GIVEN EXERCISE:
Reproduce every line of the records below without any alteration.

-- start of RECORDS PROVIDED --

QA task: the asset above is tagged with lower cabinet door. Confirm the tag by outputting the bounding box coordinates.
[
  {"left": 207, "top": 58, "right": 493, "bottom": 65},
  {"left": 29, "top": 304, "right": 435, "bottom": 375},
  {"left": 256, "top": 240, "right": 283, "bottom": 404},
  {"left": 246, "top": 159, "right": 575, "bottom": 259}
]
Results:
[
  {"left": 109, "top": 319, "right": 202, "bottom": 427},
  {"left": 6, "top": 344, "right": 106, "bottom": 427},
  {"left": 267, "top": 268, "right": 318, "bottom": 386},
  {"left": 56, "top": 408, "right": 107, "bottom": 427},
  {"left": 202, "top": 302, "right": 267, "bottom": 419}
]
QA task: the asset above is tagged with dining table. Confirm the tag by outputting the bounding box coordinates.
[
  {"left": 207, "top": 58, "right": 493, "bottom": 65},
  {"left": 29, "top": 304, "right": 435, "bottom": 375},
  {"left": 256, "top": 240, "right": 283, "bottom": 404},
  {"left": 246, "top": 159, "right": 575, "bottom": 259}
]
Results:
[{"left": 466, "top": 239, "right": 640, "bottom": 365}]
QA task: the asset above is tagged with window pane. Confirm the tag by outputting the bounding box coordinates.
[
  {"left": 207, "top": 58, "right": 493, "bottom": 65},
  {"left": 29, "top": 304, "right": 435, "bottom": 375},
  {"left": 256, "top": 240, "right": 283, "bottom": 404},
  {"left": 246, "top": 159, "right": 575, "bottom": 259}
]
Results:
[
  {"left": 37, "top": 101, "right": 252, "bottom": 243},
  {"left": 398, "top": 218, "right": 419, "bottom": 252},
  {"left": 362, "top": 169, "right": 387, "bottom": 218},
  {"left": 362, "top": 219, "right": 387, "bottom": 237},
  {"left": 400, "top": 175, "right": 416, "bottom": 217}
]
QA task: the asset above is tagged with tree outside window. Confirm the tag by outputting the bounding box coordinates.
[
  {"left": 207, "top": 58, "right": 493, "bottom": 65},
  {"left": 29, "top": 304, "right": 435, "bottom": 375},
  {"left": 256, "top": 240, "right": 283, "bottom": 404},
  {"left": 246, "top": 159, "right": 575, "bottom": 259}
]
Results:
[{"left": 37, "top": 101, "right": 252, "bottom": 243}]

-- end of RECORDS PROVIDED --

EXERCISE ANSWER:
QA task: the asset above is tagged with lower cabinet door. Confirm the tag by outputting the bounding box coordinates.
[
  {"left": 207, "top": 58, "right": 493, "bottom": 65},
  {"left": 29, "top": 304, "right": 435, "bottom": 375},
  {"left": 256, "top": 240, "right": 283, "bottom": 404},
  {"left": 246, "top": 159, "right": 575, "bottom": 259}
]
Results:
[
  {"left": 109, "top": 319, "right": 202, "bottom": 427},
  {"left": 6, "top": 344, "right": 106, "bottom": 427},
  {"left": 267, "top": 268, "right": 318, "bottom": 386},
  {"left": 56, "top": 408, "right": 107, "bottom": 427},
  {"left": 202, "top": 302, "right": 267, "bottom": 419}
]
QA task: the asset above is tagged with dining table. Confirm the tag by outputting the bounding box coordinates.
[
  {"left": 207, "top": 58, "right": 493, "bottom": 65},
  {"left": 29, "top": 304, "right": 435, "bottom": 375},
  {"left": 256, "top": 240, "right": 283, "bottom": 404},
  {"left": 246, "top": 159, "right": 575, "bottom": 259}
]
Results:
[{"left": 466, "top": 239, "right": 640, "bottom": 365}]
QA task: the asset above is tagged with window pane. Confirm the tag by outputting the bounding box coordinates.
[
  {"left": 207, "top": 58, "right": 493, "bottom": 65},
  {"left": 29, "top": 304, "right": 435, "bottom": 375},
  {"left": 256, "top": 240, "right": 283, "bottom": 404},
  {"left": 246, "top": 159, "right": 575, "bottom": 259}
]
Results:
[
  {"left": 37, "top": 101, "right": 252, "bottom": 243},
  {"left": 398, "top": 218, "right": 419, "bottom": 252},
  {"left": 362, "top": 169, "right": 387, "bottom": 218},
  {"left": 362, "top": 219, "right": 387, "bottom": 237},
  {"left": 400, "top": 175, "right": 416, "bottom": 217}
]
QA task: the asset above is tagged with tree outside window. Confirm the tag by outputting the bounding box coordinates.
[
  {"left": 207, "top": 58, "right": 493, "bottom": 65},
  {"left": 29, "top": 304, "right": 435, "bottom": 375},
  {"left": 256, "top": 240, "right": 283, "bottom": 404},
  {"left": 246, "top": 159, "right": 575, "bottom": 259}
]
Results:
[{"left": 37, "top": 101, "right": 252, "bottom": 243}]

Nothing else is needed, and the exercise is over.